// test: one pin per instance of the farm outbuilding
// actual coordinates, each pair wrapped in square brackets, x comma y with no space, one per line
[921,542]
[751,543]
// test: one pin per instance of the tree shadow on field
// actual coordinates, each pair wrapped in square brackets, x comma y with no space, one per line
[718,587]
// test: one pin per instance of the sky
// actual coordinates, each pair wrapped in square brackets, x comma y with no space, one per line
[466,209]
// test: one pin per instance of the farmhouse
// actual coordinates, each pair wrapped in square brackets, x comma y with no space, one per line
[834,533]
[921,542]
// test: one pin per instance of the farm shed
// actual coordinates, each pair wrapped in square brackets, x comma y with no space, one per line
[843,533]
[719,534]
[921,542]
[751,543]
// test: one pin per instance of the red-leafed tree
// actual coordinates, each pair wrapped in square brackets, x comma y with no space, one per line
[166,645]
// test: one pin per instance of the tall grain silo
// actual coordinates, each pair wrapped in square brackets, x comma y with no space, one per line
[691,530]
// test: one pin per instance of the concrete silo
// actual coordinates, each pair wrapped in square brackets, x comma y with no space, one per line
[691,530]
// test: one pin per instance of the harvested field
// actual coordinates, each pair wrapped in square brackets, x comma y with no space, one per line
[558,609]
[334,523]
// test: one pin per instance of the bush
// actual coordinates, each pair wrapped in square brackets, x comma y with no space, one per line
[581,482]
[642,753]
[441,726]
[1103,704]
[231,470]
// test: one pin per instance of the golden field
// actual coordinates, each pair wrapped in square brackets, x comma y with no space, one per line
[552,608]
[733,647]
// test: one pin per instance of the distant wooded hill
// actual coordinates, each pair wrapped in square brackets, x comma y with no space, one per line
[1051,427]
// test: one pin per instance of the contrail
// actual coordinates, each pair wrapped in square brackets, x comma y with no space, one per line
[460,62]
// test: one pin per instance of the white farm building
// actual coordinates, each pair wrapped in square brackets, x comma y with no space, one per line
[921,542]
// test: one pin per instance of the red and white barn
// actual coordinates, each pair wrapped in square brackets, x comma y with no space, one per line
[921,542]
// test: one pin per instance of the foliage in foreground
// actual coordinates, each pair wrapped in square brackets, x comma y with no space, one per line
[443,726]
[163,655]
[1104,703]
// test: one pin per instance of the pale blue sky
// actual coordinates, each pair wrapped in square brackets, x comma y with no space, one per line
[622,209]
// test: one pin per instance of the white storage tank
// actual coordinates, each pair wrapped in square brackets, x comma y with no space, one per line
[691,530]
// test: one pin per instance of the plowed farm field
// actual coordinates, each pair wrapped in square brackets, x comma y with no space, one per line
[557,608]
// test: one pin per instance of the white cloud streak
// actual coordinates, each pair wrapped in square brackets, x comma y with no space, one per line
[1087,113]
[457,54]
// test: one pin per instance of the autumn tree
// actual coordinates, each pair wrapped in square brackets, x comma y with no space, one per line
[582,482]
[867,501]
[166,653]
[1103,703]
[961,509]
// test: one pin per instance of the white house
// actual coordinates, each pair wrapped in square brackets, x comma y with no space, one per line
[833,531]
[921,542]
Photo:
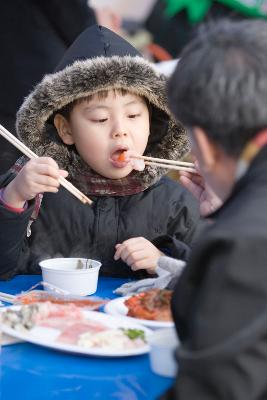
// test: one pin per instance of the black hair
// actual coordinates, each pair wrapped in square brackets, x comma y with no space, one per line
[220,83]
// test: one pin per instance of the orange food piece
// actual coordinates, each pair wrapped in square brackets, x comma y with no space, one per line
[122,156]
[154,304]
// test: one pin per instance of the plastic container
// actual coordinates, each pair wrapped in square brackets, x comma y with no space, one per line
[78,276]
[163,343]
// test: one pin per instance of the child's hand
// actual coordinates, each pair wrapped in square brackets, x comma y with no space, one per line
[39,175]
[138,253]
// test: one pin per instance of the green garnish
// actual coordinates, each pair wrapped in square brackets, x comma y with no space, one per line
[134,333]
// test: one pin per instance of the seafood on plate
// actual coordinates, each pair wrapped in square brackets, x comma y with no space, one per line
[154,304]
[69,324]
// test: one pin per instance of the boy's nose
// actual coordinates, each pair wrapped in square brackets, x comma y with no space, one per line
[119,134]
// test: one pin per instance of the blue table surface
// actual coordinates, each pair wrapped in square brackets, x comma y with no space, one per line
[33,372]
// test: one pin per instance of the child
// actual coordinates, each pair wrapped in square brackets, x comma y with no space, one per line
[219,90]
[102,100]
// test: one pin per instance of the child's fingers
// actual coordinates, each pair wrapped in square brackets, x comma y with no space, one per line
[135,257]
[127,247]
[46,181]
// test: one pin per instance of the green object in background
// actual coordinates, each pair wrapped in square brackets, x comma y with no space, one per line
[197,9]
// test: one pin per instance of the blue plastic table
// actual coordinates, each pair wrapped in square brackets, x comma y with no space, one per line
[35,373]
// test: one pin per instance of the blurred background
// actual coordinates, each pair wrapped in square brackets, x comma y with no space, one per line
[34,35]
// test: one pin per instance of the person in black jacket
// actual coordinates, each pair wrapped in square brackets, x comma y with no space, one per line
[102,99]
[219,91]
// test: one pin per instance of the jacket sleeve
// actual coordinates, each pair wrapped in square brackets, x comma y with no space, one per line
[12,240]
[224,345]
[182,213]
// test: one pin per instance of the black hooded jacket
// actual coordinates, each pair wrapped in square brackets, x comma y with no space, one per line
[220,302]
[163,213]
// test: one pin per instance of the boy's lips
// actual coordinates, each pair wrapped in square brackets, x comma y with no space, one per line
[117,159]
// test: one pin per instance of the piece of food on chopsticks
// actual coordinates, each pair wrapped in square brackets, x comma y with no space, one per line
[39,296]
[154,304]
[124,157]
[68,324]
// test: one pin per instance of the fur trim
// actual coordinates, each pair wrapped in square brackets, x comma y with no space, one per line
[85,77]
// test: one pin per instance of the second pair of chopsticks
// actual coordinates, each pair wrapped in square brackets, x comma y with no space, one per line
[30,154]
[170,164]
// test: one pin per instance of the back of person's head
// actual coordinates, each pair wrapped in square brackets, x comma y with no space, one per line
[220,83]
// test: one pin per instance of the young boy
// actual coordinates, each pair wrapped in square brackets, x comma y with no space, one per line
[219,90]
[102,100]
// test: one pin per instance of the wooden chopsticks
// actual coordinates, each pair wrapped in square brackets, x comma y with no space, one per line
[29,153]
[170,164]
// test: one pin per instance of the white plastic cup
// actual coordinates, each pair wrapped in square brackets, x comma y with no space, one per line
[163,343]
[64,274]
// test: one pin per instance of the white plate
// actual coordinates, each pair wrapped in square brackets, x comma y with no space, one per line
[117,308]
[44,336]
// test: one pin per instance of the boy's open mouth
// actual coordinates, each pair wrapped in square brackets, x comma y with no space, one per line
[118,158]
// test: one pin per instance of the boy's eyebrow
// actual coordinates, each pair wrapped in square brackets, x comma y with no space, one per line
[99,106]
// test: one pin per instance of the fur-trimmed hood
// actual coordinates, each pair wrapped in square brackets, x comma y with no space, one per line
[99,60]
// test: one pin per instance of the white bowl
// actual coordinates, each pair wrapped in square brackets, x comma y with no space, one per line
[77,276]
[163,343]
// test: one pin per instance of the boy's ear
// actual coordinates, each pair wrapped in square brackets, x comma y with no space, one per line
[63,129]
[206,149]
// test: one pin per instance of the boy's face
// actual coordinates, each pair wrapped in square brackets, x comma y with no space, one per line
[102,128]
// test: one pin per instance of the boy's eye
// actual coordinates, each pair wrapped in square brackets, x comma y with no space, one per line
[100,120]
[134,115]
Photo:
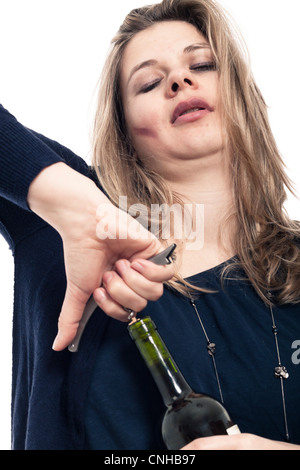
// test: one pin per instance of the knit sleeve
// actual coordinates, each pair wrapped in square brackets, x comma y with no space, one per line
[22,156]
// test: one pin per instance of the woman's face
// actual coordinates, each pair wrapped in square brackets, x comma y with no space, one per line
[170,95]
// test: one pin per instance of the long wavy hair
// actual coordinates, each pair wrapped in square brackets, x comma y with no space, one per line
[267,240]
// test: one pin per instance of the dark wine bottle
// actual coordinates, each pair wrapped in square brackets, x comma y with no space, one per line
[189,415]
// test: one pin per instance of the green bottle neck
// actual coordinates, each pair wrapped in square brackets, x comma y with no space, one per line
[165,372]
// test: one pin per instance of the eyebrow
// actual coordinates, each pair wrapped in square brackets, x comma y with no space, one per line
[150,62]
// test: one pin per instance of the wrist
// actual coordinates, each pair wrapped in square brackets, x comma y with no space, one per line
[65,199]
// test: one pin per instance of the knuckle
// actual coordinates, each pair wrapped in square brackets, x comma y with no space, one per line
[157,292]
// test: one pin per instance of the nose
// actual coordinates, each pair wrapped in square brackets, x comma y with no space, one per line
[175,85]
[178,81]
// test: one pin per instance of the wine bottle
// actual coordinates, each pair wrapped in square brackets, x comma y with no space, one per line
[189,415]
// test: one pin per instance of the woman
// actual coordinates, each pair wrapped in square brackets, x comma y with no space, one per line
[181,120]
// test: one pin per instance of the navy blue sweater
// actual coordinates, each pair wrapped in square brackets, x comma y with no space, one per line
[103,397]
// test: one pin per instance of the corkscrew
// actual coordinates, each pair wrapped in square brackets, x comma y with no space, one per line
[164,257]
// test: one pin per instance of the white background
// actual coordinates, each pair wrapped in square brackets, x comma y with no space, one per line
[51,55]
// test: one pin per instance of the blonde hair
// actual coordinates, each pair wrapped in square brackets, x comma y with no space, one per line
[266,239]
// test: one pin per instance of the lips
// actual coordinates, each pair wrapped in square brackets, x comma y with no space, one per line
[191,106]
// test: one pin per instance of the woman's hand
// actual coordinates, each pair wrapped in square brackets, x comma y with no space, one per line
[103,246]
[238,442]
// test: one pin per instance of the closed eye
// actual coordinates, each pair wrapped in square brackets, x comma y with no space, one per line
[203,67]
[150,86]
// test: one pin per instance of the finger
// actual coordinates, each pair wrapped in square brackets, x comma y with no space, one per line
[121,293]
[149,290]
[72,309]
[109,306]
[152,271]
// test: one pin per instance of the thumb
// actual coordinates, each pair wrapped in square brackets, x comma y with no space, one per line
[72,310]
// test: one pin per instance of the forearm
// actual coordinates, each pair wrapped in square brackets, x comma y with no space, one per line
[65,199]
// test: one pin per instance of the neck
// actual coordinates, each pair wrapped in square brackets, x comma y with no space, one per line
[207,183]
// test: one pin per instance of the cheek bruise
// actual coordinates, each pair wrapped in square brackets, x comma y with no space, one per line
[144,132]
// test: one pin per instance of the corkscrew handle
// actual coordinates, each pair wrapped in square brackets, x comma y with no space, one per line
[164,257]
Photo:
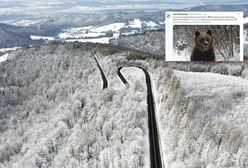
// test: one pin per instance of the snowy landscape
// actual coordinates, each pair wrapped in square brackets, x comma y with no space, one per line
[55,111]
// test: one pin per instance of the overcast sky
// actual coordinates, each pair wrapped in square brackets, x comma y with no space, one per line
[50,7]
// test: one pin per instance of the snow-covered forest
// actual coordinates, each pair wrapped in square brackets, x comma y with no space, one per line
[226,41]
[54,113]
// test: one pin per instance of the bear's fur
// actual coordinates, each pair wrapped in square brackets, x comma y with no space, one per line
[203,49]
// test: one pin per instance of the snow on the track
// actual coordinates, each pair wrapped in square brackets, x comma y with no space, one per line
[203,120]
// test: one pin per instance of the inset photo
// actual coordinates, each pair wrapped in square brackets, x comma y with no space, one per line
[204,36]
[206,42]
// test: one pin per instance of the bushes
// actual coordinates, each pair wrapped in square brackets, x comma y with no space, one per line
[9,150]
[134,55]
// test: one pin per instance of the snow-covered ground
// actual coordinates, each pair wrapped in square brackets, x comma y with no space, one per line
[4,57]
[54,112]
[202,119]
[24,22]
[5,52]
[102,34]
[33,37]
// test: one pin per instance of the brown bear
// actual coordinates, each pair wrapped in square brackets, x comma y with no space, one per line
[203,49]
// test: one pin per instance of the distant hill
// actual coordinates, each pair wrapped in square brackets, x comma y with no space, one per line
[12,36]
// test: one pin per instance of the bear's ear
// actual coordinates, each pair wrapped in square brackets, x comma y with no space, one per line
[197,33]
[209,32]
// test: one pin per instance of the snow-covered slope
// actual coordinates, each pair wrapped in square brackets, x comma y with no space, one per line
[109,31]
[202,119]
[55,114]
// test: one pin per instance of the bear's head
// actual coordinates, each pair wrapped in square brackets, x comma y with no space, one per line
[203,40]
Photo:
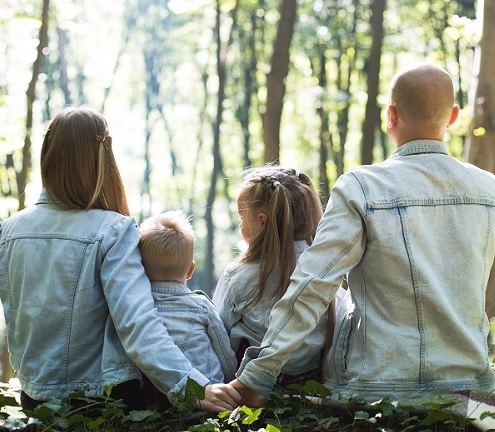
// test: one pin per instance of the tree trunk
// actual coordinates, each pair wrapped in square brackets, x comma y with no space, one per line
[480,147]
[275,85]
[22,177]
[369,124]
[209,272]
[64,80]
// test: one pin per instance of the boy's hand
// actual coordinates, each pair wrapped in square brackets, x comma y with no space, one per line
[220,397]
[249,397]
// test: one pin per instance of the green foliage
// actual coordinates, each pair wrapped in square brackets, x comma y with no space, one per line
[297,408]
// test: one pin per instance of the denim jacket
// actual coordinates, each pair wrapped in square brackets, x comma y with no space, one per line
[78,304]
[417,235]
[193,322]
[236,288]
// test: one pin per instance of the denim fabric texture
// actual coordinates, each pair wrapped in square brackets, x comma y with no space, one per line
[236,287]
[193,322]
[416,234]
[78,305]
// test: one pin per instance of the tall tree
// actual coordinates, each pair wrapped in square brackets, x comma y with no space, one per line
[372,114]
[275,85]
[22,176]
[480,147]
[222,50]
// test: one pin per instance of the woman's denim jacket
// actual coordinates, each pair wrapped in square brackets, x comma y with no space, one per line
[236,287]
[417,235]
[193,322]
[78,304]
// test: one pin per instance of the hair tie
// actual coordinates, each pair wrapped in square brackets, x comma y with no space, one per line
[102,138]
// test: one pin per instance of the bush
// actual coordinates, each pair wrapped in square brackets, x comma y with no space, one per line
[293,409]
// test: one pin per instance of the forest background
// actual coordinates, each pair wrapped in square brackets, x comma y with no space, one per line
[195,91]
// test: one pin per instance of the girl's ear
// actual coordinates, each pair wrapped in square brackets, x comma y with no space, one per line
[191,270]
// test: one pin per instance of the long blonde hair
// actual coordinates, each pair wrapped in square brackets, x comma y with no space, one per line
[293,207]
[77,163]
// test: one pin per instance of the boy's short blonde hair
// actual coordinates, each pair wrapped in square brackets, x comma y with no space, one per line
[167,245]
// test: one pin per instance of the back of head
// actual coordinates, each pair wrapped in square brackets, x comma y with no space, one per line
[77,163]
[424,96]
[293,210]
[167,246]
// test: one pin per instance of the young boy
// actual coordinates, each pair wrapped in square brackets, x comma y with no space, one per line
[167,249]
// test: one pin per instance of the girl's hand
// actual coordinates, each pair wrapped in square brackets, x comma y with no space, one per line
[249,397]
[220,397]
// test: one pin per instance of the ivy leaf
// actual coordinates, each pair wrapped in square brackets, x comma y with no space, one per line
[435,417]
[139,416]
[7,401]
[193,392]
[95,424]
[487,414]
[74,419]
[252,416]
[363,415]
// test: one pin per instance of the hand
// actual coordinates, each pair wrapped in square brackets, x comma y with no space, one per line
[249,397]
[219,397]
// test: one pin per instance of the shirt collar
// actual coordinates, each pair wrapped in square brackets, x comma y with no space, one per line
[420,146]
[169,287]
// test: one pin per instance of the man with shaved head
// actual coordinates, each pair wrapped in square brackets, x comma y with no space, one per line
[416,236]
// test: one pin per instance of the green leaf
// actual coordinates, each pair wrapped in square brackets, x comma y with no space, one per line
[74,419]
[253,416]
[487,414]
[13,424]
[363,415]
[95,424]
[193,392]
[435,417]
[7,401]
[314,387]
[139,416]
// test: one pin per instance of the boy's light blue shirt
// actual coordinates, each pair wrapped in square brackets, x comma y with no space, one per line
[417,235]
[78,305]
[193,322]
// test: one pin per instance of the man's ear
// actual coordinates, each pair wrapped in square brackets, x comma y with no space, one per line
[453,115]
[191,270]
[392,115]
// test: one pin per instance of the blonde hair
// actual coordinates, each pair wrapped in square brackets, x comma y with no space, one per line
[423,94]
[77,163]
[294,210]
[167,245]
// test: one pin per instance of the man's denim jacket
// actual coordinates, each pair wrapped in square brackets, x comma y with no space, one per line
[78,304]
[417,235]
[193,322]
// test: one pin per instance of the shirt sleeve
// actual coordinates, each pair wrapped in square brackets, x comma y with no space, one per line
[130,302]
[221,343]
[224,299]
[339,245]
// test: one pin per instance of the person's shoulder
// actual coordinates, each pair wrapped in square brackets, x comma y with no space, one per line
[241,268]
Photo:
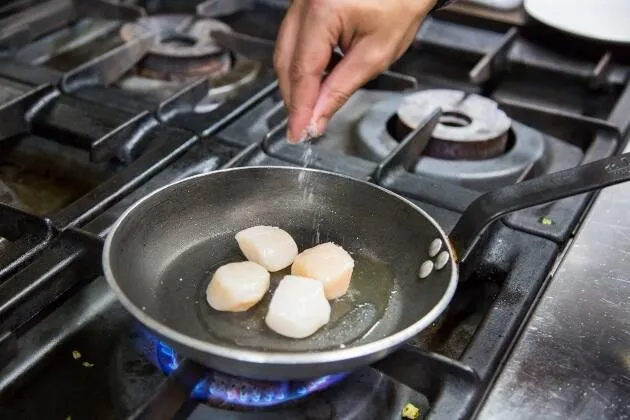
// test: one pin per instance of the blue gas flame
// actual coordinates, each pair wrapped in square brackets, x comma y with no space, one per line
[227,389]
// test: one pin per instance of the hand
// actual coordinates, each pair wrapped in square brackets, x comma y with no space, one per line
[371,33]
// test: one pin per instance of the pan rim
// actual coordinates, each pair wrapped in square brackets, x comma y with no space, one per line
[270,357]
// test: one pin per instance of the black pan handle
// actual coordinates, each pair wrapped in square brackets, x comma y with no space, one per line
[547,188]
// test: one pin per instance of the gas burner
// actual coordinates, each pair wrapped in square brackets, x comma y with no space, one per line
[7,196]
[227,391]
[475,144]
[182,52]
[183,48]
[471,127]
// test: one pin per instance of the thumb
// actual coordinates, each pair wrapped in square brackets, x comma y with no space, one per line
[363,62]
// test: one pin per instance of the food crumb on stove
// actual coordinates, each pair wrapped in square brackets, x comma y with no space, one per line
[410,412]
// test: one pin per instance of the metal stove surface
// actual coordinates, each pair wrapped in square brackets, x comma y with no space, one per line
[64,342]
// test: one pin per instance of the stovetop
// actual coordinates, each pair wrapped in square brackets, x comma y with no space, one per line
[102,111]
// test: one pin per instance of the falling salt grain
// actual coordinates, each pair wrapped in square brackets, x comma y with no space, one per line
[441,260]
[425,269]
[435,247]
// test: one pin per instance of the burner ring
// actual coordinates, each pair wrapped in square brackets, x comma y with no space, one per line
[180,36]
[374,142]
[471,126]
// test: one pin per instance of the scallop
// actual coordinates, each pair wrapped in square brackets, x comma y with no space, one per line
[236,287]
[269,246]
[298,307]
[328,263]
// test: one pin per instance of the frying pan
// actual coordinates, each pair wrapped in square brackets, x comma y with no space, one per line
[161,253]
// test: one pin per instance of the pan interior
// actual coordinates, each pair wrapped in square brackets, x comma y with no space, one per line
[165,251]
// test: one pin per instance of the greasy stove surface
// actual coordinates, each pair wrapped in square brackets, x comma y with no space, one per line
[102,114]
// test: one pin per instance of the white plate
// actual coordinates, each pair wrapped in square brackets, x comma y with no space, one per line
[601,20]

__Problem description__. Retype, in the same exact form, the lines of the material above from the line holding "and white barn" through the line holding "white cloud streak".

__Task solution__.
// test: one pin per instance of the red and white barn
// actual coordinates, each pair wrapped in square brackets, x comma y with no space, one per line
[921,542]
// test: one pin per instance of the foliage in foreground
// actual coordinates, each pair wrapped in square brackets, x comma y with no space, one per line
[443,726]
[163,655]
[1104,703]
// test: one pin per instance of the pale blue sky
// actual coordinates, each pair wrapped in square brackets, x comma y with no space, one per line
[622,209]
// test: one pin per instance of the white storage tank
// actual coordinates, each pair wrapped in square brackets, x comma y with no space, one per line
[691,530]
// test: one pin per instance of the plowed farm field
// actual coordinates, each pair wrapped in square brackets, x comma y with no space, one per line
[557,608]
// test: one pin per instance of the white cloud streak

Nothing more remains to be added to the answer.